### RECORDS TO USE

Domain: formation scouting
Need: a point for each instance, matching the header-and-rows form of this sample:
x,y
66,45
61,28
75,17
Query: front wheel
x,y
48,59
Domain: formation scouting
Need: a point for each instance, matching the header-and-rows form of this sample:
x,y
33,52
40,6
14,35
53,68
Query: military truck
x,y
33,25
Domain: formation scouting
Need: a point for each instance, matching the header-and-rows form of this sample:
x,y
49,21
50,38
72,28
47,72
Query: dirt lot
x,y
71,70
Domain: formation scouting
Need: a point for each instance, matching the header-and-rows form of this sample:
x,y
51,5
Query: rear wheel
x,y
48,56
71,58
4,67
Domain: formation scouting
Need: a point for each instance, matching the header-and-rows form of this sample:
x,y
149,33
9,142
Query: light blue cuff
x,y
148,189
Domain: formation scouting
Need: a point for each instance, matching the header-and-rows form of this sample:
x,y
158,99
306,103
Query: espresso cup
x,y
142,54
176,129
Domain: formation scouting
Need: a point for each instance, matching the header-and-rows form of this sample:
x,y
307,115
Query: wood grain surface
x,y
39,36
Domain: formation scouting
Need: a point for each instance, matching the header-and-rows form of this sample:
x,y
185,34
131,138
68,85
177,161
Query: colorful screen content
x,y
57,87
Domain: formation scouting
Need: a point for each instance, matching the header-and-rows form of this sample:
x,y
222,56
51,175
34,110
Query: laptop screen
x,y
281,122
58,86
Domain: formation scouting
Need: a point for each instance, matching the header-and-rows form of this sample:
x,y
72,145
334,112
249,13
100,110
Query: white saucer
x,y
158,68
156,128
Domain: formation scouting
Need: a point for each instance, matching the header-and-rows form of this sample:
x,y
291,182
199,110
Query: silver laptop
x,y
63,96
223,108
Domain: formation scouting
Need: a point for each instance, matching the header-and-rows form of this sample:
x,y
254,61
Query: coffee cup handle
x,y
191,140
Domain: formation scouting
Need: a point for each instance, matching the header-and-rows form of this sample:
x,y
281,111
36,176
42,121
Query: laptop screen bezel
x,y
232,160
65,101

### TASK
Reproduce the full set of records precisely.

### OUTPUT OF THE TASK
Domain: formation scouting
Need: a point for each instance, matching the header-and-rows form of this sample:
x,y
66,45
61,28
75,17
Query: front wheel
x,y
48,59
Domain: formation scouting
Need: a point for each instance, matching the header-and-rows form of this sample:
x,y
33,52
40,6
14,35
53,68
Query: military truck
x,y
33,25
Domain: formation scouting
Need: a point for each instance, matching the header-and-rows form of this sample:
x,y
49,21
50,38
72,28
47,72
Query: dirt lot
x,y
71,70
Domain: formation scouting
Need: a point for each instance, matching the header-and-rows form of this sample:
x,y
51,5
Query: rear wheel
x,y
48,56
71,58
4,67
Domain: formation scouting
Need: a point for each instance, matching the header-and-rows form of this sample:
x,y
149,33
9,142
Query: light blue cuff
x,y
148,189
Domain: formation scouting
Need: a point for each instance, matching the header-and-rows form of this sample:
x,y
158,99
306,103
Query: espresso cup
x,y
142,54
176,129
Domain: formation scouting
Need: a point for each instance, matching the header-and-rows form of this sample:
x,y
307,115
Query: wood grain surface
x,y
39,36
Domain: formation scouting
Need: a point for each instance, matching the header-and-rows form of this sample:
x,y
185,34
131,138
68,85
177,161
Query: colorful screen content
x,y
57,87
Domain: formation scouting
Need: a point for each instance, matching the header-and-rows form of this sample:
x,y
222,56
51,175
34,110
Query: laptop screen
x,y
281,122
58,86
Domain: formation scouting
Need: a point for each instance, matching the header-and-rows form of this sample:
x,y
72,145
334,112
249,13
100,110
Query: white saucer
x,y
158,68
156,128
Domain: formation scouting
Need: a point for each instance, matching the header-and-rows form of this sample:
x,y
291,182
199,110
Query: silver laptop
x,y
63,96
223,108
Domain: formation scouting
Need: a point for each instance, matching the header-and-rows form of this sample:
x,y
254,61
Query: coffee cup handle
x,y
191,140
Domain: formation scouting
Need: a point for each instance, matching the header-and-rows form of this sample:
x,y
281,111
36,176
42,121
Query: laptop screen bezel
x,y
232,160
65,101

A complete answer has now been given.